(A block of data)

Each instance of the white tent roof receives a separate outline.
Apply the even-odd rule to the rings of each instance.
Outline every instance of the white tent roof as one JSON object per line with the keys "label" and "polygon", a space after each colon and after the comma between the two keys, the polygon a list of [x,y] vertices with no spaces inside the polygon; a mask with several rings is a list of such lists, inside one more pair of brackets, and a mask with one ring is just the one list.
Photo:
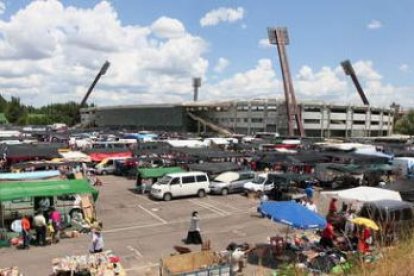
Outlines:
{"label": "white tent roof", "polygon": [[369,202],[384,199],[402,201],[399,192],[365,186],[347,190],[323,192],[322,194],[328,197],[336,197],[343,201]]}
{"label": "white tent roof", "polygon": [[91,158],[80,151],[68,151],[59,153],[65,161],[68,162],[90,162]]}
{"label": "white tent roof", "polygon": [[174,148],[206,148],[206,144],[199,140],[167,140],[170,146]]}

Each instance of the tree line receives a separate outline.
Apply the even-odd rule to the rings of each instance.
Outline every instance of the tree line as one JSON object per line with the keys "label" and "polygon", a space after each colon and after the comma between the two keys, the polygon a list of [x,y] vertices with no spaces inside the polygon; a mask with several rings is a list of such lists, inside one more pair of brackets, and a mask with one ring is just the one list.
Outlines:
{"label": "tree line", "polygon": [[0,113],[3,113],[8,122],[13,125],[64,123],[73,126],[80,123],[79,109],[80,104],[76,102],[34,107],[22,104],[18,97],[11,97],[8,101],[0,95]]}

## YOUR INSTRUCTIONS
Rename "separate outline" to "distinct outline" throughout the data above, leaving every other line unchanged and omitting the pictures from the output.

## FINISHED EXERCISE
Each instance of the white tent roof receives a distinct outline.
Apply the even-odd rule to the rings of each instance.
Outline every instance of the white tent roof as one JSON object per line with the keys "label" and "polygon", a space after each colon and after the comma between the two keys, the polygon a list of [x,y] vertices with no spaces inside the polygon; a mask with several rings is a list of such lists, inside one more pair of brackets, and a mask with one ring is just the one list.
Photo:
Outlines:
{"label": "white tent roof", "polygon": [[369,202],[384,199],[402,201],[399,192],[365,186],[347,190],[323,192],[322,194],[328,197],[336,197],[343,201]]}
{"label": "white tent roof", "polygon": [[91,158],[80,151],[68,151],[59,153],[65,161],[68,162],[90,162]]}
{"label": "white tent roof", "polygon": [[174,148],[206,148],[206,144],[199,140],[167,140],[170,146]]}

Each instance of the tree line receives a distinct outline.
Apply the even-odd rule to the rings of each instance.
Outline every instance of the tree line as one JSON object per line with the keys "label" and "polygon", a space after each colon and after the comma between the two keys, the polygon a list of [x,y] vertices with no spaces inside the polygon; a mask with several rings is a list of such lists, inside one more pair of brackets, and a mask with one ring is just the one list.
Outlines:
{"label": "tree line", "polygon": [[0,113],[3,113],[8,122],[13,125],[64,123],[73,126],[80,123],[79,109],[80,104],[76,102],[34,107],[22,104],[18,97],[11,97],[8,101],[0,95]]}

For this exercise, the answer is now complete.